- ENTRIES SHOWN -
◆ ◆ ◆ ◆ ◆
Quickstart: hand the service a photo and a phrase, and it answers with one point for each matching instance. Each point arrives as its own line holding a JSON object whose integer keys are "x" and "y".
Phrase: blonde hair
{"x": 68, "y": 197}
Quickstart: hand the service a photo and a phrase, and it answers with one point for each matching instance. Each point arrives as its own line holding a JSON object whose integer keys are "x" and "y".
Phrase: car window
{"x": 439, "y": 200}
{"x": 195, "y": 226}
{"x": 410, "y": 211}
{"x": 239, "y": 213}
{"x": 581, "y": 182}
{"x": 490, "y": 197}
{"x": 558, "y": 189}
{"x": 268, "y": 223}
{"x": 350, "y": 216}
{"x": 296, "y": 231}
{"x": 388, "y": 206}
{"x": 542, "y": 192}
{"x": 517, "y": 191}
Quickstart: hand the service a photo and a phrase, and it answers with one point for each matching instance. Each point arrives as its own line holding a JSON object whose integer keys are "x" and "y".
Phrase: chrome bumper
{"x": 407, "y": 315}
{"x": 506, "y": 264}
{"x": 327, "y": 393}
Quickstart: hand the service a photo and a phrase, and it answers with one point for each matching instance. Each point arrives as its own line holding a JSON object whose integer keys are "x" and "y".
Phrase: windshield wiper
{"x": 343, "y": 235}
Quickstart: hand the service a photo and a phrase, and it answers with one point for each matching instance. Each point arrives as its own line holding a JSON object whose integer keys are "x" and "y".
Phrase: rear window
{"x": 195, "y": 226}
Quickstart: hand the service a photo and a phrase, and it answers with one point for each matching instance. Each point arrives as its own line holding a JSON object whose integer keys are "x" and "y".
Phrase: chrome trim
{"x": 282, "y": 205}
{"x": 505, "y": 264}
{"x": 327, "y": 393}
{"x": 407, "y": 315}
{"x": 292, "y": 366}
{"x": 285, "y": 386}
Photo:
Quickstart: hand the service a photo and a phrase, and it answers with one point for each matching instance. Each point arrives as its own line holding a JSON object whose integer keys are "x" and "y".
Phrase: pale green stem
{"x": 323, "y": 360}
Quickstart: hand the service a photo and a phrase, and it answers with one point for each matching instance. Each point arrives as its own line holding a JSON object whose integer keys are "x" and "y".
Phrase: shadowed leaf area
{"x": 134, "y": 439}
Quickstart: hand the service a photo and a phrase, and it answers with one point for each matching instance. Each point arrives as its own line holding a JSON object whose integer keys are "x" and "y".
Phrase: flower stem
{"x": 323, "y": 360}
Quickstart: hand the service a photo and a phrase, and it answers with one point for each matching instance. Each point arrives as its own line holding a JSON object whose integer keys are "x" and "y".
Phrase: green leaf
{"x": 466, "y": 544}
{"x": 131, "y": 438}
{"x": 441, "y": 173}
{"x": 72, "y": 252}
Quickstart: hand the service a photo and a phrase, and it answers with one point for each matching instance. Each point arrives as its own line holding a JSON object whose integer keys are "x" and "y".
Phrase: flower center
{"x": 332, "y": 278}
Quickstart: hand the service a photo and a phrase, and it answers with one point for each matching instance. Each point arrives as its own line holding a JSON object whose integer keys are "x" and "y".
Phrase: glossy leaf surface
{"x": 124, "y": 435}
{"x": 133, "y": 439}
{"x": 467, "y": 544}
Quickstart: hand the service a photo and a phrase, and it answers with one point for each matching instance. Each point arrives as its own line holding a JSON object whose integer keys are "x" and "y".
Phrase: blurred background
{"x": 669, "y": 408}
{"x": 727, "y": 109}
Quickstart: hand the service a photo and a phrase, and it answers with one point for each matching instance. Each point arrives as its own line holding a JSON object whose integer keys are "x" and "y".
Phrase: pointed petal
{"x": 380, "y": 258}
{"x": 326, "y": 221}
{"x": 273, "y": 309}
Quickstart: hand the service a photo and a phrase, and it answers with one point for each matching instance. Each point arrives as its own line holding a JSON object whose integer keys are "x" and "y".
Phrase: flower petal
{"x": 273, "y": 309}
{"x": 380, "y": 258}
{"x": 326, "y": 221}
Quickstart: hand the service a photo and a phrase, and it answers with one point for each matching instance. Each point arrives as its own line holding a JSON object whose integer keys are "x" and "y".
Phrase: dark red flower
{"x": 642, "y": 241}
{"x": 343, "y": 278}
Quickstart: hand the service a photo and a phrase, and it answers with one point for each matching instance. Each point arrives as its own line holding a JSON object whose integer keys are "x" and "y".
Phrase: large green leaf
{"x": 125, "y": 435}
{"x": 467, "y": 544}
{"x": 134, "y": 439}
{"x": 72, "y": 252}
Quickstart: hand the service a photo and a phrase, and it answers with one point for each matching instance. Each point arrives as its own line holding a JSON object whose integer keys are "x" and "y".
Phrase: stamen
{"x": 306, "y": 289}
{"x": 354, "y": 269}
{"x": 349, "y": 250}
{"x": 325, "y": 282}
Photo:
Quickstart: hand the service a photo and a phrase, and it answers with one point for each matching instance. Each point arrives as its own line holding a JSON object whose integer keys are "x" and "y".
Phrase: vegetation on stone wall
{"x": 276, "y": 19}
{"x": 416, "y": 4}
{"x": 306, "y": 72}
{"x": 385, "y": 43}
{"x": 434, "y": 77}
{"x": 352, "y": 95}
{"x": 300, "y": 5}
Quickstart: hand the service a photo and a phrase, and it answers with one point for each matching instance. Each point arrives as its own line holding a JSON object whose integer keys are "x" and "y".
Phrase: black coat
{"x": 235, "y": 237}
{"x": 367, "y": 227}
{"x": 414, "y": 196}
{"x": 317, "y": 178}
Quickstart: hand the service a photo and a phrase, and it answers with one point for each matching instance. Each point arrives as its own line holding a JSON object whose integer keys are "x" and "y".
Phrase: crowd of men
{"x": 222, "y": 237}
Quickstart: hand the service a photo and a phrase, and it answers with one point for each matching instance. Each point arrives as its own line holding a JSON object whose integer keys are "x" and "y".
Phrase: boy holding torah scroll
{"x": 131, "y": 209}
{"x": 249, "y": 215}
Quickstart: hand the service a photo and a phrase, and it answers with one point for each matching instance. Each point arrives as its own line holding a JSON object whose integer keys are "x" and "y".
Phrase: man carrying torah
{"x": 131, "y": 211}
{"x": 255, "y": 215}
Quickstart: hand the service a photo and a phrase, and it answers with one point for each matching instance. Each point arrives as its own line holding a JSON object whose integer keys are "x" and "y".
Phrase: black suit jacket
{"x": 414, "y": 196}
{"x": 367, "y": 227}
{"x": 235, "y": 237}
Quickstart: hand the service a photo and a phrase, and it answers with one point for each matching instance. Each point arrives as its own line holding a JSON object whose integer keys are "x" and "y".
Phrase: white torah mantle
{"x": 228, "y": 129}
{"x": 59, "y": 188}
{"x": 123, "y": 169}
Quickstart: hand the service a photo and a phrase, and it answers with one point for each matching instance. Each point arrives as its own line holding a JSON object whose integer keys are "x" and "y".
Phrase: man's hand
◆ ◆ ◆ ◆ ◆
- TASK OBJECTIVE -
Every entry above should be transcribed exactly as it appears.

- ANSWER SPACE -
Quickstart: hand the service a photo and a phrase, and it answers with one point for each matching instance. Each point arrives as its own line holding a JSON object whose integer keys are "x" and "y".
Phrase: blonde hair
{"x": 68, "y": 197}
Quickstart: hand the service a photo and a phrase, and it answers with one point for each matching instance. Each point arrives as its own line holding a JSON object whose integer keys are "x" and "y".
Phrase: car window
{"x": 439, "y": 200}
{"x": 195, "y": 226}
{"x": 410, "y": 211}
{"x": 239, "y": 213}
{"x": 581, "y": 182}
{"x": 490, "y": 197}
{"x": 558, "y": 189}
{"x": 268, "y": 223}
{"x": 350, "y": 216}
{"x": 296, "y": 231}
{"x": 388, "y": 206}
{"x": 542, "y": 192}
{"x": 517, "y": 191}
Quickstart: hand the service a photo and a phrase, and it answers with one point for each matching instance. Each point arrives as its own line holding a JSON object whose integer keys are "x" and "y".
Phrase: chrome bumper
{"x": 407, "y": 315}
{"x": 506, "y": 264}
{"x": 327, "y": 393}
Quickstart: hand the service a photo and a phrase, and it answers with one point for each matching instance. Each point arrives as its own line holding a JSON object whose integer keys are "x" and "y".
Phrase: windshield wiper
{"x": 343, "y": 235}
Quickstart: hand the service a photo and a phrase, and it answers with one point for each matching instance. Each point arrives as its own line holding a JSON object whose integer keys are "x" and "y".
Phrase: rear window
{"x": 195, "y": 226}
Quickstart: hand the service a photo and a phrase, and it answers with one point for each matching instance. Each point arrives as its own line holding a JSON object whose integer keys are "x" and "y".
Phrase: chrome trim
{"x": 282, "y": 205}
{"x": 505, "y": 264}
{"x": 327, "y": 393}
{"x": 407, "y": 315}
{"x": 292, "y": 366}
{"x": 285, "y": 386}
Photo:
Quickstart: hand the service a photo and a phrase, and it answers with one point for each matching instance. Each point arrives as its own line holding a JSON object whose integer keys are "x" and "y".
Phrase: pale green stem
{"x": 323, "y": 360}
Quickstart: hand the service a photo and a phrase, and it answers with one point for each matching instance. Each point arrives as its own line holding a JSON object whose integer keys are "x" and "y".
Phrase: shadowed leaf area
{"x": 134, "y": 439}
Quickstart: hand the service a photo and a phrase, and it answers with one point for each matching instance. Each point arrives as its own line holding a JSON object whose integer keys are "x" and "y".
Phrase: flower stem
{"x": 323, "y": 360}
Quickstart: hand the service a photo and a phrase, and it answers with one point for each matching instance. Each point arrives as its own line holding a JSON object whose integer keys are "x" and "y".
Phrase: green leaf
{"x": 466, "y": 544}
{"x": 131, "y": 438}
{"x": 441, "y": 173}
{"x": 72, "y": 252}
Quickstart: hand the service a photo and a phrase, and it answers with one point for each matching instance. Each point arrives as its own line holding a JSON object whose integer keys are "x" and "y".
Phrase: flower center
{"x": 332, "y": 278}
Quickstart: hand the service a photo and a phrase, and it answers with one point for each matching instance. Each point arrives as its own line holding a JSON object whose integer keys are "x" and "y".
Phrase: glossy leaf surface
{"x": 124, "y": 435}
{"x": 133, "y": 439}
{"x": 467, "y": 544}
Quickstart: hand the service a photo and a phrase, and it answers with one point for each matching instance. Each point arrives as its own line holding a JSON object whose integer keys are "x" and "y".
Phrase: blurred background
{"x": 669, "y": 408}
{"x": 727, "y": 109}
Quickstart: hand the service a photo and a phrase, and it answers with one point for each matching instance. Each point arrives as its own line holding a JSON object whose integer keys are "x" and "y".
Phrase: pointed petal
{"x": 380, "y": 258}
{"x": 326, "y": 221}
{"x": 273, "y": 309}
Quickstart: hand the service a photo and a phrase, and it answers with one point for each matching instance. Each point arrives as its own line holding a JSON object whose integer keys are "x" and "y".
Phrase: flower petal
{"x": 273, "y": 309}
{"x": 380, "y": 258}
{"x": 326, "y": 221}
Quickstart: hand the service a photo and a phrase, and it answers with one point for each matching instance. Each point arrives as its own line holding a JSON object whose integer keys are "x" and "y".
Phrase: dark red flower
{"x": 642, "y": 241}
{"x": 343, "y": 278}
Quickstart: hand the service a photo and a phrase, and it answers with one point for each matching instance. Each point arrives as its own line holding a JSON object whose integer keys are "x" and "y".
Phrase: large green leaf
{"x": 125, "y": 435}
{"x": 467, "y": 544}
{"x": 134, "y": 439}
{"x": 72, "y": 252}
Quickstart: hand the service a photo and a phrase, and it answers with one point for each matching instance. Each point arrives as its own line holding a JSON object whose integer keys are "x" and "y".
Phrase: stamen
{"x": 306, "y": 289}
{"x": 354, "y": 269}
{"x": 349, "y": 250}
{"x": 325, "y": 282}
Photo:
Quickstart: hand the service a photo and a phrase, and it answers with one point for each matching instance. Each point arrives as its own line holding a JSON object whose integer keys are "x" and "y".
Phrase: vegetation on stone wall
{"x": 276, "y": 19}
{"x": 416, "y": 4}
{"x": 306, "y": 72}
{"x": 385, "y": 43}
{"x": 434, "y": 77}
{"x": 352, "y": 95}
{"x": 300, "y": 5}
Quickstart: hand the service a photo and a phrase, and it answers with one point for each matching instance. Each point arrives as its own line holding a JSON object whose integer keys are "x" and "y".
Phrase: black coat
{"x": 235, "y": 237}
{"x": 367, "y": 227}
{"x": 414, "y": 196}
{"x": 317, "y": 178}
Quickstart: hand the service a photo and a phrase, and it answers with one point for each matching instance. Each point arrives as its own line holding a JSON object whose integer keys are "x" and "y".
Phrase: crowd of men
{"x": 222, "y": 237}
Quickstart: hand the service a photo and a phrase, and it answers with one point for each matching instance. Each point arrives as its own line holding a JSON object whose integer keys are "x" and "y".
Phrase: boy holding torah scroll
{"x": 131, "y": 209}
{"x": 249, "y": 215}
Quickstart: hand the service a photo and a phrase, and it answers with one point for each matching instance. Each point arrives as its own line holding a JSON object whose integer keys are "x" and "y".
Phrase: man carrying torah
{"x": 131, "y": 211}
{"x": 255, "y": 215}
Quickstart: hand the service a photo and a phrase, and it answers with one point for each matching instance. Each point arrives as its own line holding a JSON object whose integer keys are "x" and "y".
Phrase: black suit jacket
{"x": 414, "y": 196}
{"x": 367, "y": 227}
{"x": 235, "y": 237}
Quickstart: hand the service a photo and a phrase, and it answers with one point for each matching instance. Each point arrives as its own line holding a JSON object whose integer keys are "x" and "y".
Phrase: white torah mantle
{"x": 228, "y": 129}
{"x": 59, "y": 188}
{"x": 123, "y": 169}
Quickstart: hand the service a photo and a phrase, and it answers with one point for each matching instance. Each point arrives as its own line holding a JSON object whose integer keys are "x" and "y".
Phrase: man's hand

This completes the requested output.